TASK REQUIREMENTS –
1. From the LEMON undirected graph header, reproduce the passage that begins with the words containing "UndirGraphEdge(const UndirGraphEdge& e)" and ends with "a source node.".
2. In the LEMON undirected graph header, which type does the class UndirGraphEdge publicly inherit from?
3. Carry on writing the LEMON undirected graph header from the point where it stops.

DOCUMENT TEXT –
/* -*- C++ -*-

 *

 * lemon/concept/undir_graph_component.h - Part of LEMON, a generic

 * C++ optimization library

 *

 * Copyright (C) 2005 Egervary Jeno Kombinatorikus Optimalizalasi

 * Kutatocsoport (Egervary Research Group on Combinatorial Optimization,

 * EGRES).

 *

 * Permission to use, modify and distribute this software is granted

 * provided that this copyright notice appears in all copies. For

 * precise terms see the accompanying LICENSE file.

 *

 * This software is provided "AS IS" with no warranty of any kind,

 * express or implied, and with no claim as to its suitability for any

 * purpose.

 *

 */

///\ingroup graph_concepts

///\file

///\brief Undirected graphs and components of.

#ifndef LEMON_CONCEPT_UNDIR_GRAPH_H

#define LEMON_CONCEPT_UNDIR_GRAPH_H

#include <lemon/concept/graph_component.h>

#include <lemon/concept/graph.h>

#include <lemon/utility.h>

namespace lemon {

  namespace concept {

    /// Skeleton class which describes an edge with direction in \ref

    /// UndirGraph "undirected graph".

    template <typename UndirGraph>

    class UndirGraphEdge : public UndirGraph::UndirEdge {

      typedef typename UndirGraph::UndirEdge UndirEdge;

      typedef typename UndirGraph::Node Node;

    public:

      /// \e

      UndirGraphEdge() {}

      /// \e

      UndirGraphEdge(const UndirGraphEdge& e) : UndirGraph::UndirEdge(e) {}

      /// \e

      UndirGraphEdge(Invalid) {}

      /// \brief Directed edge from undirected edge and a source node.

DATA EXCERPTS –
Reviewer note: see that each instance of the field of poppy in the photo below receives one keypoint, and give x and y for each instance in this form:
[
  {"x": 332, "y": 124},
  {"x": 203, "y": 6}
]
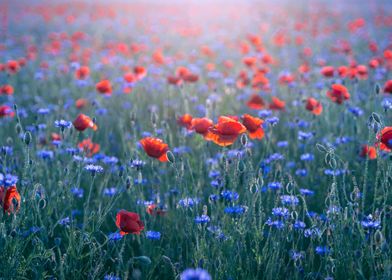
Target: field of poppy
[{"x": 196, "y": 139}]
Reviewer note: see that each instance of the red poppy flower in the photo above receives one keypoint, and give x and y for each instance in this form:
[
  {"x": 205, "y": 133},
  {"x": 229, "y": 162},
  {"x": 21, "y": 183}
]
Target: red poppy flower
[
  {"x": 255, "y": 102},
  {"x": 314, "y": 106},
  {"x": 369, "y": 152},
  {"x": 374, "y": 63},
  {"x": 129, "y": 77},
  {"x": 128, "y": 222},
  {"x": 388, "y": 86},
  {"x": 253, "y": 125},
  {"x": 277, "y": 104},
  {"x": 385, "y": 139},
  {"x": 338, "y": 93},
  {"x": 81, "y": 103},
  {"x": 328, "y": 71},
  {"x": 249, "y": 61},
  {"x": 185, "y": 121},
  {"x": 6, "y": 111},
  {"x": 343, "y": 71},
  {"x": 82, "y": 73},
  {"x": 154, "y": 210},
  {"x": 104, "y": 87},
  {"x": 201, "y": 126},
  {"x": 83, "y": 122},
  {"x": 174, "y": 80},
  {"x": 55, "y": 137},
  {"x": 182, "y": 72},
  {"x": 89, "y": 147},
  {"x": 155, "y": 147},
  {"x": 226, "y": 131},
  {"x": 7, "y": 90},
  {"x": 140, "y": 72},
  {"x": 362, "y": 72},
  {"x": 10, "y": 199},
  {"x": 191, "y": 78},
  {"x": 13, "y": 66}
]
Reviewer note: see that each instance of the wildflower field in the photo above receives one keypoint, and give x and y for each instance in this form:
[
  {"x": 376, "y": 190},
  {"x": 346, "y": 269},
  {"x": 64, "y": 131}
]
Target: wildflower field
[{"x": 195, "y": 139}]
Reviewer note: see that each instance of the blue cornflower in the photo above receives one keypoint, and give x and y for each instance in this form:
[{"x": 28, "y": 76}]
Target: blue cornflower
[
  {"x": 333, "y": 209},
  {"x": 65, "y": 221},
  {"x": 289, "y": 199},
  {"x": 153, "y": 235},
  {"x": 137, "y": 163},
  {"x": 94, "y": 168},
  {"x": 272, "y": 120},
  {"x": 282, "y": 144},
  {"x": 275, "y": 185},
  {"x": 195, "y": 274},
  {"x": 216, "y": 183},
  {"x": 265, "y": 113},
  {"x": 356, "y": 111},
  {"x": 181, "y": 150},
  {"x": 296, "y": 255},
  {"x": 235, "y": 210},
  {"x": 229, "y": 195},
  {"x": 312, "y": 233},
  {"x": 307, "y": 157},
  {"x": 77, "y": 192},
  {"x": 7, "y": 150},
  {"x": 214, "y": 174},
  {"x": 43, "y": 111},
  {"x": 301, "y": 172},
  {"x": 188, "y": 202},
  {"x": 299, "y": 225},
  {"x": 281, "y": 212},
  {"x": 111, "y": 277},
  {"x": 302, "y": 136},
  {"x": 110, "y": 160},
  {"x": 275, "y": 157},
  {"x": 45, "y": 154},
  {"x": 322, "y": 250},
  {"x": 203, "y": 219},
  {"x": 110, "y": 191},
  {"x": 387, "y": 104},
  {"x": 63, "y": 124},
  {"x": 277, "y": 224},
  {"x": 213, "y": 197},
  {"x": 306, "y": 192},
  {"x": 370, "y": 223},
  {"x": 114, "y": 236},
  {"x": 8, "y": 180}
]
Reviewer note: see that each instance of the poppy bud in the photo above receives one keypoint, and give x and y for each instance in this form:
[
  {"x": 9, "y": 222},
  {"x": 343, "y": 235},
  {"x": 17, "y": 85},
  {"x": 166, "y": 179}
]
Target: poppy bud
[
  {"x": 244, "y": 140},
  {"x": 376, "y": 117},
  {"x": 27, "y": 138},
  {"x": 171, "y": 157},
  {"x": 241, "y": 166},
  {"x": 377, "y": 89},
  {"x": 128, "y": 183},
  {"x": 154, "y": 118},
  {"x": 18, "y": 128}
]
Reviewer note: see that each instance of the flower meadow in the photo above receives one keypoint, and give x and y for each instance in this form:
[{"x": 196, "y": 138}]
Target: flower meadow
[{"x": 195, "y": 140}]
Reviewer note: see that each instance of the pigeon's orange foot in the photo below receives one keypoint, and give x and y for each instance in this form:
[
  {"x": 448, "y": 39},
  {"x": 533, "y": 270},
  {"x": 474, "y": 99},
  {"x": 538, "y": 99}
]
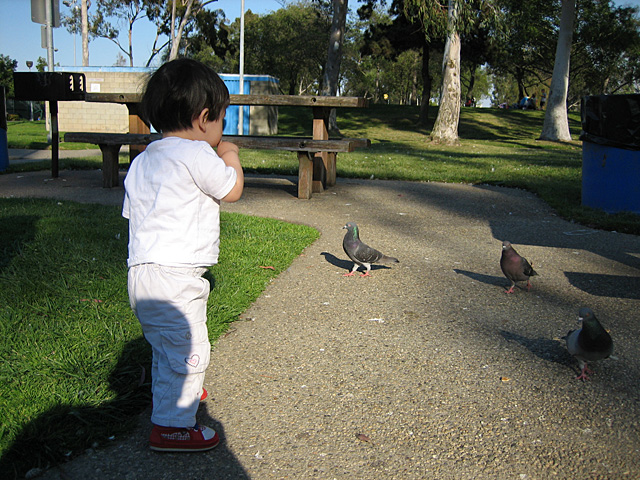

RESULTS FOR THE EXERCISE –
1.
UndirGraphEdge(const UndirGraphEdge& e) : UndirGraph::UndirEdge(e) {}

      /// \e

      UndirGraphEdge(Invalid) {}

      /// \brief Directed edge from undirected edge and a source node.

2. UndirGraph::UndirEdge

3.
      ///

      /// Constructs a directed edge from undirected edge and a source node.

      ///

      /// \note You have to specify the graph for this constructor.

      UndirGraphEdge(const UndirGraph &g,

		     UndirEdge undir_edge, Node n) {

	ignore_unused_variable_warning(undir_edge);

	ignore_unused_variable_warning(g);

	ignore_unused_variable_warning(n);

      }

      /// \e

      UndirGraphEdge& operator=(UndirGraphEdge) { return *this; }

      /// \e

      bool operator==(UndirGraphEdge) const { return true; }

      /// \e

      bool operator!=(UndirGraphEdge) const { return false; }

      /// \e

      bool operator<(UndirGraphEdge) const { return false; }

      template <typename Edge>

      struct Constraints {

	void constraints() {

	  const_constraints();

	}

	void const_constraints() const {

	  /// \bug This should be is_base_and_derived ...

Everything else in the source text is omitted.